--- start Supplied passage ---
My little mail server

What a pile of poo! I have access to four smtp servers and they all have limits on the distribution list size! (They are all about the same size of 100). Google will allow 2000 per list but only if you use one of their clients. Let’s try and bring up an SMTP server, connect it to DNS, and then send them myself. Sounds like a job for AWS. Continue reading “My little mail server”

Ruggedising the Internet

Mike Masnick writes a little article forecasting the engineers re-writing the single points of failure out of the internet. He entitles his article, Building A More Decentralized Internet: It’s Happening Faster Than People Realize. He cross references to two articles written by himself back in 2010, Operation Payback And Wikileaks Show The Battle Lines Are About Distributed & Open vs. Centralized & Closed and The Revolution Will Be Distributed: Wikileaks, Anonymous And How Little The Old Guard Realizes What’s Going On in which he, more accurately, recognises the current and future power of distributed and private networks. It should be remembered that these predictions all occurred before the Arab spring and the recent protests in Turkey and the state responses to the use of networks.
--- end Supplied passage ---
--- start Records ---
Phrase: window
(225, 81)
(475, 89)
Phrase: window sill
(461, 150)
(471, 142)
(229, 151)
--- end Records ---
• _Task prompt_: Say yes or no to each statement about the blog page, quoting the words that decide it: 1. The four SMTP servers the writer can use all cap list size at about 100. 2. Google allows 2000 per list no matter which client is used. 3. The two articles Masnick cross-references date from 2010. The lines have nothing to do with the blog page.

• _Answer to this problem_:
1. Yes: "They are all about the same size of 100"
2. No: "Google will allow 2000 per list but only if you use one of their clients"
3. Yes: "two articles written by himself back in 2010"